The Mudcat Café TM
Thread #109881   Message #2901687
Posted By: Jim Dixon
06-May-10 - 08:49 PM
Thread Name: Lyr Add: Who Said I Was a Bum? (Howard Johnson)
Subject: Lyr Add: WHO SAID I WAS A BUM? (from Frank Luther)
For convenience and easy comparison, I have taken the Frank Luther lyrics (which Joe Offer posted above) and reformatted them to match the Wendell Hall lyrics. I have also listened to the mp3 and corrected a couple of errors in the transcription (e.g. changed "as free" to "a spree," "as a tramp" to "as I tramp"), and I have boldfaced the words that are different between the two recordings.


WHO SAID I WAS A BUM?
Sung by Frank Luther (Edison Blue Amberol cylinder no. 5614, 1928)

1. I've traveled east. I've traveled west. I've been in ev'ry state,
A member of the Knights of Rest with dues paid up to date.

What is required: Copy the forum post from "Subject: Lyr Add: WHO" to "no. 5614, 1928)".

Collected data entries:
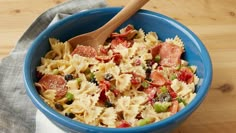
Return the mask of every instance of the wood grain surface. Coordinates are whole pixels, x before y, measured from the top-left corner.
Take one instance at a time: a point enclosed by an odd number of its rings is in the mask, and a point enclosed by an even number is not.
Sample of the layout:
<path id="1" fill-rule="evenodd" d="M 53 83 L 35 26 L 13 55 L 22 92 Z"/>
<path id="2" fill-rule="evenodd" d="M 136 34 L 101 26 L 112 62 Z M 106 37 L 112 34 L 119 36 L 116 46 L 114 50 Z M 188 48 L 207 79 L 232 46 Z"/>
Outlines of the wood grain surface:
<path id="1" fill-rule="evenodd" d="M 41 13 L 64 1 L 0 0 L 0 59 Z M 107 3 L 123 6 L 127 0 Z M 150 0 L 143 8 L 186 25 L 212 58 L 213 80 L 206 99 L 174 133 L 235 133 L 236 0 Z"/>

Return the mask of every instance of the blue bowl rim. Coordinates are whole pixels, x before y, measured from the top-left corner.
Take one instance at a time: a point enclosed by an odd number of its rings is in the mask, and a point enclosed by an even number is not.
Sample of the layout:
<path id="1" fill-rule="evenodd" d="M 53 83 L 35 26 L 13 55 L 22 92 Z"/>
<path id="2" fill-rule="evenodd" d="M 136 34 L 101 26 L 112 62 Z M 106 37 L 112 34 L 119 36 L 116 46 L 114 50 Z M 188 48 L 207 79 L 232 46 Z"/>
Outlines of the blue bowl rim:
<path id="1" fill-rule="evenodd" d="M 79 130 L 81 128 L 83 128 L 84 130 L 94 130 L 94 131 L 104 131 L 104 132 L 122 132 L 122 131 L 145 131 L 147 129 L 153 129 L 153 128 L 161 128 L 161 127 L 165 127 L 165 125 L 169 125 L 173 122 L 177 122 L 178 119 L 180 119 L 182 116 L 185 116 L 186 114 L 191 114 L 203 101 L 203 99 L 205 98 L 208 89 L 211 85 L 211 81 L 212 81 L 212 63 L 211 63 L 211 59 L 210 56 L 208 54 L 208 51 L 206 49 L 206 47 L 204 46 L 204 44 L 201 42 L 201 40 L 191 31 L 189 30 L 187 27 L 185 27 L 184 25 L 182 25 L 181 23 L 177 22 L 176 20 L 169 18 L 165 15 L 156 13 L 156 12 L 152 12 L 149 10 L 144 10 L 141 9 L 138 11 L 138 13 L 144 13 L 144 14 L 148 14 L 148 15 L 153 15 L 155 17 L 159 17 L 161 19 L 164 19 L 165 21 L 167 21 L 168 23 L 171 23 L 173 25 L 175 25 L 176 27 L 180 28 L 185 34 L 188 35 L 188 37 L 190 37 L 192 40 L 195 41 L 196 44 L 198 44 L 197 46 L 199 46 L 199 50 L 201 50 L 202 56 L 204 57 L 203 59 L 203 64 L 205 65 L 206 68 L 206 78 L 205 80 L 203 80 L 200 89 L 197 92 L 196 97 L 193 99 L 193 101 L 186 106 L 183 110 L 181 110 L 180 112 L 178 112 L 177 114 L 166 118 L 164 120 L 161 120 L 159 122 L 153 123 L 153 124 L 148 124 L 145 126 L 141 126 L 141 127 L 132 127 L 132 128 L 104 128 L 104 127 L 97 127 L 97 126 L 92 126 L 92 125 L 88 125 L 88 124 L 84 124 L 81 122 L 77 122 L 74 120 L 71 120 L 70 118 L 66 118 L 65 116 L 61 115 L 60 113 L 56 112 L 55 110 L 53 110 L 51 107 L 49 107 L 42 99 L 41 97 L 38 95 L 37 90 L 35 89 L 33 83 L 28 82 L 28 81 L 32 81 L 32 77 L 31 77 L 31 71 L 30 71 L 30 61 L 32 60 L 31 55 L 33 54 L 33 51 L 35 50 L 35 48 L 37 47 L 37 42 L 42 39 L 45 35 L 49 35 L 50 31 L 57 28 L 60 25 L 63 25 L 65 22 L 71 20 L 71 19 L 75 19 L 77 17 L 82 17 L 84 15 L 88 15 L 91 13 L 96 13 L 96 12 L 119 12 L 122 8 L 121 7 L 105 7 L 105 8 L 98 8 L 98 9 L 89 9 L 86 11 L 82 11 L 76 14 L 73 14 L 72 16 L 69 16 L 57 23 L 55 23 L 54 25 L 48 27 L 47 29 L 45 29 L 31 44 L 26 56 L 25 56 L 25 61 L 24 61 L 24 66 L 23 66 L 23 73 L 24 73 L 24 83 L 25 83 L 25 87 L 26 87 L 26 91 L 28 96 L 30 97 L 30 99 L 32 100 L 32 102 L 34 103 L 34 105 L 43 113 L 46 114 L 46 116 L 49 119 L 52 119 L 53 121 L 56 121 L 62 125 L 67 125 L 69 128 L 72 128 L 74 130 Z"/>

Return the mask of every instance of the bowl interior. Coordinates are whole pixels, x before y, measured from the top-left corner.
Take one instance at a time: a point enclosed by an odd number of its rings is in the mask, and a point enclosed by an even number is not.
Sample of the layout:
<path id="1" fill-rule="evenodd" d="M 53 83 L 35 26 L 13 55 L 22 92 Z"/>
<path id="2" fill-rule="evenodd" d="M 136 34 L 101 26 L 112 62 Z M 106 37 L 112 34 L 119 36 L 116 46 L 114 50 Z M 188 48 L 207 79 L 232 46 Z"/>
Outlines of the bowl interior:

Answer section:
Subject: Lyr Add: WHO SAID I WAS A BUM? (from Frank Luther)
For convenience and easy comparison, I have taken the Frank Luther lyrics (which Joe Offer posted above) and reformatted them to match the Wendell Hall lyrics. I have also listened to the mp3 and corrected a couple of errors in the transcription (e.g. changed "as free" to "a spree," "as a tramp" to "as I tramp"), and I have boldfaced the words that are different between the two recordings.


WHO SAID I WAS A BUM?
Sung by Frank Luther (Edison Blue Amberol cylinder no. 5614, 1928)